La
investigación de la Fiscalía estadounidense contra la FIFA puede atizar
el enfrentamiento de Occidente con Rusia y afectar las relaciones con
los árabes.
La
investigación del FBI no habría sido posible sin el visto bueno de
Barack Obama y fue interpretado por el presidente ruso, Vladimir Putin ,
como una agresión.
Foto: AP
Las versiones sobre la existencia de prácticas
corruptas en la FIFA no son nuevas. Lo que resulta inédito ahora es que
haya explotado un escándalo de naturaleza judicial, y que su núcleo
provenga de una potencia –Estados Unidos- que no tiene una profunda
tradición futbolística. ¿Por qué su fiscal, Loretta E. Lynch, se metió
en un asunto que tiene ramificaciones en todos los continentes? ¿Cuáles
son las atribuciones legales que le permitieron hacerlo?
En la rueda de prensa del miércoles, Lynch explicó las razones: algunos de los delitos que se investigan –lavado de dinero, pago de sobornos, transacciones financieras ilegales– se cometieron o se planearon en Estados Unidos, y utilizaron su sistema financiero. La investigación y las capturas, además, se llevaron a cabo con el respaldo de convenios de cooperación judicial y de lucha contra la corrupción entre su país, Suiza y otros Estados. Desde los años setenta, Washington defiende su derecho a combatir la corrupción en todo el mundo, no solo por la naturaleza de este delito, sino porque casi siempre tiene una dimensión transnacional.

■ DATOS EXTRAÍDOS ■
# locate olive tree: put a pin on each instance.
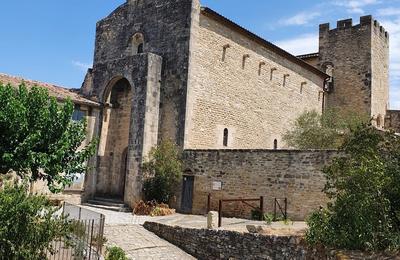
(328, 130)
(364, 188)
(163, 170)
(38, 139)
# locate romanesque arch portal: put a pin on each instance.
(114, 140)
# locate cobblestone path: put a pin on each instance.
(139, 243)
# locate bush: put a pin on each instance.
(27, 224)
(116, 253)
(38, 139)
(364, 188)
(268, 218)
(163, 172)
(327, 131)
(152, 208)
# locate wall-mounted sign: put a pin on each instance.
(217, 185)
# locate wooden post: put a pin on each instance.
(220, 213)
(262, 208)
(208, 202)
(285, 208)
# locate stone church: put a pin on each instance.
(172, 69)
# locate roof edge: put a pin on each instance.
(308, 55)
(213, 14)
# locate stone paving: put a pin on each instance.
(126, 231)
(139, 243)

■ OBJETIVO ■
Reproduzca el fragmento del texto sobre la investigación contra la FIFA que comienza con "En la rueda" y continúa hasta "una dimensión transnacional.", sustituyendo "rueda de prensa" por "conferencia de prensa".

■ SOLUCIÓN DEL EJERCICIO ■
En la conferencia de prensa del miércoles, Lynch explicó las razones: algunos de los delitos que se investigan –lavado de dinero, pago de sobornos, transacciones financieras ilegales– se cometieron o se planearon en Estados Unidos, y utilizaron su sistema financiero. La investigación y las capturas, además, se llevaron a cabo con el respaldo de convenios de cooperación judicial y de lucha contra la corrupción entre su país, Suiza y otros Estados. Desde los años setenta, Washington defiende su derecho a combatir la corrupción en todo el mundo, no solo por la naturaleza de este delito, sino porque casi siempre tiene una dimensión transnacional.